> _SOURCE RECORDS_:
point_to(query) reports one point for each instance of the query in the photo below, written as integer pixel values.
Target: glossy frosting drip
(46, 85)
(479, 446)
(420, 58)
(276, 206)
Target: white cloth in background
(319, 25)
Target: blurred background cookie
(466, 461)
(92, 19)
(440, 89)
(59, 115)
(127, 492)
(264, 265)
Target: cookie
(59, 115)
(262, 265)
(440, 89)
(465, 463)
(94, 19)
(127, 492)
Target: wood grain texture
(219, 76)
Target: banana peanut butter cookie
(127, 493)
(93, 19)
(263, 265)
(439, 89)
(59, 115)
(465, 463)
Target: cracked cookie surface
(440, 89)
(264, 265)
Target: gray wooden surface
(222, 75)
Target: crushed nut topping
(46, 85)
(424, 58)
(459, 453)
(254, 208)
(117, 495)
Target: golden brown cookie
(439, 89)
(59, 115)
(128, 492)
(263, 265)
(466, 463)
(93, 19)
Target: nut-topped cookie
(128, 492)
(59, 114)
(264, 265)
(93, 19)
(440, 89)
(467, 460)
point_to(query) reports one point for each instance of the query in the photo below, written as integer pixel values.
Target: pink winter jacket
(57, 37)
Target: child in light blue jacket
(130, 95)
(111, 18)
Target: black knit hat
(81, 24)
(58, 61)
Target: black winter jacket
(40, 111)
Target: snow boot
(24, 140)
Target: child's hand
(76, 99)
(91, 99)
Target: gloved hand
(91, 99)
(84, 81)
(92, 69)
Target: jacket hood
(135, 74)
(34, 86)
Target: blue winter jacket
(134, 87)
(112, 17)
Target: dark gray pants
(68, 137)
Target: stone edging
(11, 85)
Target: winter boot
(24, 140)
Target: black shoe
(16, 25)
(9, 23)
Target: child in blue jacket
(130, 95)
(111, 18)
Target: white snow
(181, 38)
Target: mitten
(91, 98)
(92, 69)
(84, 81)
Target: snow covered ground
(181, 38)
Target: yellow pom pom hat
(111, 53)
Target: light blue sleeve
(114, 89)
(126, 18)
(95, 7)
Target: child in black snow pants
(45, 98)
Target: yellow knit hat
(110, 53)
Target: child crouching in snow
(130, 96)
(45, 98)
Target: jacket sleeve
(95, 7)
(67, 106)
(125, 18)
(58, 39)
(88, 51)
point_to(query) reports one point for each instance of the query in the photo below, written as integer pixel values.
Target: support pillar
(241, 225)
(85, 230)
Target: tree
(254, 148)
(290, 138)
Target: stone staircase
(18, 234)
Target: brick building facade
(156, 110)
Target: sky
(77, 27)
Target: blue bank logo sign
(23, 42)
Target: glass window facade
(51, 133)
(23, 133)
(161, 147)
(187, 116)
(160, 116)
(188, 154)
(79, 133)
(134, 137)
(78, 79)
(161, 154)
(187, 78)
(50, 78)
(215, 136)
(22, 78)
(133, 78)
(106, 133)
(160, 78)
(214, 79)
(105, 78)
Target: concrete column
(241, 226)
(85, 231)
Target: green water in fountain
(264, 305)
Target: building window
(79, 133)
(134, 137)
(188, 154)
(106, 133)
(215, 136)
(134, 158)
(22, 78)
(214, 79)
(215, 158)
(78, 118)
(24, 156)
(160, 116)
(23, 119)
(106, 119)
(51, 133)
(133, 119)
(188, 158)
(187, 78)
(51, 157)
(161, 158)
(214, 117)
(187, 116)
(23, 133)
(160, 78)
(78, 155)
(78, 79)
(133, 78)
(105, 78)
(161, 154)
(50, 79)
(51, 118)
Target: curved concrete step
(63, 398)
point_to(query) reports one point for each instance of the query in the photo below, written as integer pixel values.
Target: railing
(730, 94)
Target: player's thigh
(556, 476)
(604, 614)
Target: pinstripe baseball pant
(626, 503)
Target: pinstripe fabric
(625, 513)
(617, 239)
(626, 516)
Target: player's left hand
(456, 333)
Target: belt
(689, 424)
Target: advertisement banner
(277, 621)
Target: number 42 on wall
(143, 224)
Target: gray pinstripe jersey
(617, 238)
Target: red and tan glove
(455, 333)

> _TASK DIRECTIONS_:
Recast all the rows above as a Markdown table with two columns, No. and Line. Give each line its own number, and leave out any blank lines.

> _ANSWER FOR THIS EXERCISE_:
| No. | Line |
|---|---|
| 1 | point_to(query) reports one point for each instance of the query in the photo below, written as integer pixel values. |
| 2 | Target: glossy frosting drip |
| 3 | (46, 85) |
| 4 | (479, 446) |
| 5 | (420, 58) |
| 6 | (276, 206) |
| 7 | Target: white cloth in background |
| 8 | (319, 25) |
| 9 | Target: blurred background cookie |
| 10 | (466, 461) |
| 11 | (92, 19) |
| 12 | (440, 89) |
| 13 | (59, 115) |
| 14 | (127, 492) |
| 15 | (264, 265) |
| 16 | Target: cookie |
| 17 | (59, 115) |
| 18 | (262, 265) |
| 19 | (440, 89) |
| 20 | (465, 463) |
| 21 | (94, 19) |
| 22 | (127, 492) |
| 23 | Target: wood grain texture |
| 24 | (219, 76) |
| 25 | Target: banana peanut butter cookie |
| 26 | (127, 493) |
| 27 | (93, 19) |
| 28 | (263, 265) |
| 29 | (439, 89) |
| 30 | (59, 115) |
| 31 | (465, 463) |
| 32 | Target: cracked cookie surface |
| 33 | (440, 89) |
| 34 | (264, 265) |
| 35 | Target: gray wooden surface |
| 36 | (222, 75) |
| 37 | Target: crushed nut topping |
| 38 | (46, 85) |
| 39 | (424, 58) |
| 40 | (459, 453) |
| 41 | (254, 208) |
| 42 | (117, 495) |
| 43 | Target: golden brown cookie |
| 44 | (439, 89) |
| 45 | (59, 115) |
| 46 | (128, 492) |
| 47 | (263, 265) |
| 48 | (466, 463) |
| 49 | (93, 19) |
| 50 | Target: nut-topped cookie |
| 51 | (128, 492) |
| 52 | (59, 114) |
| 53 | (264, 265) |
| 54 | (93, 19) |
| 55 | (440, 89) |
| 56 | (467, 460) |
| 57 | point_to(query) reports one point for each instance of the query in the photo below, written as integer pixel values. |
| 58 | Target: pink winter jacket |
| 59 | (57, 37) |
| 60 | Target: child in light blue jacket |
| 61 | (130, 95) |
| 62 | (111, 18) |
| 63 | Target: black knit hat |
| 64 | (81, 24) |
| 65 | (58, 61) |
| 66 | Target: black winter jacket |
| 67 | (40, 111) |
| 68 | Target: snow boot |
| 69 | (24, 140) |
| 70 | Target: child's hand |
| 71 | (76, 99) |
| 72 | (91, 99) |
| 73 | Target: gloved hand |
| 74 | (91, 99) |
| 75 | (84, 81) |
| 76 | (92, 69) |
| 77 | Target: jacket hood |
| 78 | (135, 74) |
| 79 | (34, 86) |
| 80 | Target: blue winter jacket |
| 81 | (134, 87) |
| 82 | (112, 17) |
| 83 | Target: dark gray pants |
| 84 | (68, 137) |
| 85 | Target: stone edging |
| 86 | (11, 85) |
| 87 | Target: winter boot |
| 88 | (24, 140) |
| 89 | Target: black shoe |
| 90 | (16, 25) |
| 91 | (9, 23) |
| 92 | Target: child in blue jacket |
| 93 | (130, 95) |
| 94 | (111, 18) |
| 95 | Target: white snow |
| 96 | (181, 38) |
| 97 | Target: mitten |
| 98 | (91, 98) |
| 99 | (92, 69) |
| 100 | (84, 81) |
| 101 | Target: snow covered ground |
| 102 | (181, 38) |
| 103 | Target: yellow pom pom hat |
| 104 | (111, 53) |
| 105 | Target: light blue sleeve |
| 106 | (114, 89) |
| 107 | (126, 18) |
| 108 | (95, 7) |
| 109 | Target: child in black snow pants |
| 110 | (45, 98) |
| 111 | Target: yellow knit hat |
| 112 | (110, 53) |
| 113 | Target: child crouching in snow |
| 114 | (130, 96) |
| 115 | (45, 98) |
| 116 | Target: jacket sleeve |
| 117 | (95, 7) |
| 118 | (67, 106) |
| 119 | (125, 18) |
| 120 | (58, 39) |
| 121 | (88, 51) |
| 122 | point_to(query) reports one point for each instance of the query in the photo below, written as integer pixel values. |
| 123 | Target: support pillar |
| 124 | (241, 225) |
| 125 | (85, 230) |
| 126 | Target: tree |
| 127 | (254, 148) |
| 128 | (290, 138) |
| 129 | Target: stone staircase |
| 130 | (18, 234) |
| 131 | Target: brick building facade |
| 132 | (156, 110) |
| 133 | Target: sky |
| 134 | (77, 27) |
| 135 | Target: blue bank logo sign |
| 136 | (23, 42) |
| 137 | Target: glass window facade |
| 138 | (51, 133) |
| 139 | (23, 133) |
| 140 | (161, 147) |
| 141 | (187, 116) |
| 142 | (160, 116) |
| 143 | (188, 154) |
| 144 | (79, 133) |
| 145 | (134, 137) |
| 146 | (78, 79) |
| 147 | (161, 154) |
| 148 | (187, 78) |
| 149 | (50, 78) |
| 150 | (215, 136) |
| 151 | (22, 78) |
| 152 | (133, 78) |
| 153 | (106, 133) |
| 154 | (160, 78) |
| 155 | (214, 79) |
| 156 | (105, 78) |
| 157 | Target: concrete column |
| 158 | (241, 226) |
| 159 | (85, 231) |
| 160 | Target: green water in fountain |
| 161 | (264, 305) |
| 162 | Target: building window |
| 163 | (79, 133) |
| 164 | (134, 137) |
| 165 | (188, 154) |
| 166 | (106, 133) |
| 167 | (215, 136) |
| 168 | (134, 158) |
| 169 | (22, 78) |
| 170 | (214, 79) |
| 171 | (215, 158) |
| 172 | (78, 118) |
| 173 | (24, 156) |
| 174 | (160, 116) |
| 175 | (23, 119) |
| 176 | (106, 119) |
| 177 | (51, 133) |
| 178 | (133, 119) |
| 179 | (188, 158) |
| 180 | (187, 78) |
| 181 | (51, 157) |
| 182 | (161, 158) |
| 183 | (214, 117) |
| 184 | (187, 116) |
| 185 | (23, 133) |
| 186 | (160, 78) |
| 187 | (78, 155) |
| 188 | (78, 79) |
| 189 | (133, 78) |
| 190 | (105, 78) |
| 191 | (161, 154) |
| 192 | (50, 79) |
| 193 | (51, 118) |
| 194 | Target: curved concrete step |
| 195 | (63, 398) |
| 196 | point_to(query) reports one point for each instance of the query in the photo below, written as integer pixel values. |
| 197 | Target: railing |
| 198 | (730, 94) |
| 199 | Target: player's thigh |
| 200 | (556, 476) |
| 201 | (604, 614) |
| 202 | Target: pinstripe baseball pant |
| 203 | (626, 503) |
| 204 | Target: pinstripe fabric |
| 205 | (625, 513) |
| 206 | (617, 239) |
| 207 | (626, 516) |
| 208 | Target: player's left hand |
| 209 | (456, 333) |
| 210 | Target: belt |
| 211 | (689, 424) |
| 212 | Target: advertisement banner |
| 213 | (277, 621) |
| 214 | Target: number 42 on wall |
| 215 | (143, 224) |
| 216 | Target: gray pinstripe jersey |
| 217 | (617, 238) |
| 218 | Target: red and tan glove |
| 219 | (455, 333) |